* _Dataset extract_
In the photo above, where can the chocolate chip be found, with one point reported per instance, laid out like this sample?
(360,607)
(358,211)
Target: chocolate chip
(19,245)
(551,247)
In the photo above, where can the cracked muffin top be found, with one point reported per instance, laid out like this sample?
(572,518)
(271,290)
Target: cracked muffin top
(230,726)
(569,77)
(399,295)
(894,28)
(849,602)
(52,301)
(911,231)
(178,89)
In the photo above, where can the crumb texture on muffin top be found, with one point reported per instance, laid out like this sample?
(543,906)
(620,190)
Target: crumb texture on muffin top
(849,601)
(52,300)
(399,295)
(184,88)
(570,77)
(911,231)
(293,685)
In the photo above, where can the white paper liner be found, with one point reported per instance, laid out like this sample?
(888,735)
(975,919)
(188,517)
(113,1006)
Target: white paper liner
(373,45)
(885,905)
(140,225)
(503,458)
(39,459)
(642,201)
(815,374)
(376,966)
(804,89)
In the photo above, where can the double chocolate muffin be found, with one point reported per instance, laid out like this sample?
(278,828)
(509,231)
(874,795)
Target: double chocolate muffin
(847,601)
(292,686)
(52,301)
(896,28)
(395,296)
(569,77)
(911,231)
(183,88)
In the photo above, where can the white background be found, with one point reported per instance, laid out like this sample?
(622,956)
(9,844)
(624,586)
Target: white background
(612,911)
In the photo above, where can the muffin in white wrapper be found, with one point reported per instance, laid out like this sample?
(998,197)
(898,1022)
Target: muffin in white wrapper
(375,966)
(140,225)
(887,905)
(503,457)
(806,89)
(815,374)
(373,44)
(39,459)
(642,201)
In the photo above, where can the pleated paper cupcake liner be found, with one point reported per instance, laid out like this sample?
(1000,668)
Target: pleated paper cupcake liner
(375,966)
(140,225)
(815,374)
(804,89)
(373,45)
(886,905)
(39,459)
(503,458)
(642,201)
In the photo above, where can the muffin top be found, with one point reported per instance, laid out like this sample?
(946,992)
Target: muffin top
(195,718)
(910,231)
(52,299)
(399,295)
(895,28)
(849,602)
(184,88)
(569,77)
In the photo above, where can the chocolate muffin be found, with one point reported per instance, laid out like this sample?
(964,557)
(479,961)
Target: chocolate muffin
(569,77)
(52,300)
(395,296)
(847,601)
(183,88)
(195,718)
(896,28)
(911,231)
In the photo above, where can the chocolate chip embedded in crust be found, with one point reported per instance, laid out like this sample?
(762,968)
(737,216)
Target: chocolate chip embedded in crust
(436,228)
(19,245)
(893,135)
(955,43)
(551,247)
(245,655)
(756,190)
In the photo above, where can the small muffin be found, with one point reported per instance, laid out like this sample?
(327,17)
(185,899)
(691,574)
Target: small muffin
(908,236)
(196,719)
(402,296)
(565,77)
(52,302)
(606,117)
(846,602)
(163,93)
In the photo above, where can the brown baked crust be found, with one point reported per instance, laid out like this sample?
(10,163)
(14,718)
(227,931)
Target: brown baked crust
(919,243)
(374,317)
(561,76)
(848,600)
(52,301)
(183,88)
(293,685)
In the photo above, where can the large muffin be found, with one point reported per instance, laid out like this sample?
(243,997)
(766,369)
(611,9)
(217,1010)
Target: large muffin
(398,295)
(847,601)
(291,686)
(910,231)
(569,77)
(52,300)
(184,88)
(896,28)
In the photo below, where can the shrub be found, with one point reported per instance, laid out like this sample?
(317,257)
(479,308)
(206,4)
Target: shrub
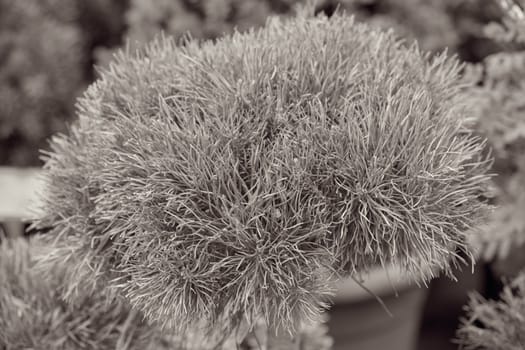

* _Stated exercise_
Lay out every line of the material above as a numbered list, skipping blank lines and leaving out the pictures.

* _Correct response_
1. In the photo above, where can the chocolate chip be found, with one point reported per instance, laid out like this sample?
2. (360,607)
3. (358,211)
4. Target: chocolate chip
5. (19,245)
6. (551,247)
7. In the photo above, where can the cracked muffin top be found, with one point reported per instance, laid out like this sample?
8. (572,518)
9. (271,290)
10. Target: cracked muffin top
11. (230,726)
12. (569,77)
13. (399,295)
14. (894,28)
15. (849,602)
16. (52,301)
17. (911,231)
18. (178,89)
19. In the photo above, where can the crumb texture on muffin top be found, with one point reported per instance, laid out like this sample?
20. (543,906)
21. (620,190)
22. Target: crumb texture on muffin top
23. (849,601)
24. (52,300)
25. (399,295)
26. (184,88)
27. (570,77)
28. (911,231)
29. (293,685)
30. In the photo above, where can the white paper liner be found, with one point reported per instance, laid out like this sample?
31. (888,735)
32. (975,919)
33. (188,517)
34. (113,1006)
35. Target: white paper liner
36. (373,45)
37. (885,905)
38. (140,225)
39. (503,458)
40. (39,459)
41. (642,201)
42. (815,374)
43. (376,966)
44. (804,89)
45. In the photo above, where can the double chocolate muffin be found, with one point reported per instance, laid out like this sample?
46. (278,828)
47. (509,231)
48. (874,795)
49. Target: double chocolate muffin
50. (847,601)
51. (292,686)
52. (52,301)
53. (896,28)
54. (395,296)
55. (569,77)
56. (911,231)
57. (183,88)
58. In the photo above, where can the white background be found, with one point reported per instance, laid out like this sample?
59. (622,956)
60. (9,844)
61. (624,586)
62. Target: white background
63. (612,911)
64. In the photo above, where can the muffin in white wrapper be found, with one point reported per instance, laid out like this sample?
65. (998,197)
66. (898,1022)
67. Target: muffin in white wrapper
68. (375,966)
69. (140,225)
70. (887,905)
71. (503,457)
72. (806,89)
73. (815,374)
74. (373,44)
75. (39,459)
76. (642,201)
77. In the photo above, where can the pleated paper cupcake liner be found, with one point reported per instance, laid out like this sample?
78. (1000,668)
79. Target: pleated paper cupcake liner
80. (375,966)
81. (140,225)
82. (815,374)
83. (804,89)
84. (373,45)
85. (886,905)
86. (39,459)
87. (503,458)
88. (642,201)
89. In the photo above, where can the muffin top be found, with one point reported per instance, laid out like this sample?
90. (946,992)
91. Target: muffin top
92. (195,718)
93. (910,231)
94. (52,299)
95. (399,295)
96. (895,28)
97. (849,602)
98. (184,88)
99. (569,77)
100. In the photo above, where can the chocolate muffin be found, with one point reported per instance, laid out like this sample?
101. (964,557)
102. (479,961)
103. Target: chocolate muffin
104. (569,77)
105. (52,300)
106. (395,296)
107. (847,601)
108. (183,88)
109. (195,718)
110. (896,28)
111. (911,231)
112. In the photo above, where can the chocolate chip embedded in crust be found, with one point reported per instance, laid out like this sample?
113. (762,968)
114. (737,216)
115. Target: chocolate chip embedded in crust
116. (436,228)
117. (19,245)
118. (893,135)
119. (955,43)
120. (551,247)
121. (245,655)
122. (756,190)
123. In the photo above, where can the small muffin be found, with one point reported per instance, laid out like this sample?
124. (327,17)
125. (185,899)
126. (691,574)
127. Target: small muffin
128. (908,236)
129. (196,719)
130. (402,296)
131. (565,77)
132. (52,302)
133. (606,117)
134. (846,602)
135. (163,93)
136. In the photo above, where can the brown baked crust be found, with one point reported per instance, laid out like this sample?
137. (10,163)
138. (14,718)
139. (227,931)
140. Target: brown baked crust
141. (919,243)
142. (374,317)
143. (561,76)
144. (848,600)
145. (52,301)
146. (183,88)
147. (293,685)
148. In the photo above, where can the large muffin be found, with one point reported per instance, laid out like this sample?
149. (243,997)
150. (766,369)
151. (611,9)
152. (217,1010)
153. Target: large muffin
154. (398,295)
155. (847,601)
156. (291,686)
157. (910,231)
158. (569,77)
159. (52,300)
160. (184,88)
161. (896,28)
162. In the photo below, where can the shrub be found, with one point reported per instance, laid out like this sample?
163. (317,257)
164. (479,308)
165. (206,4)
166. Target: shrub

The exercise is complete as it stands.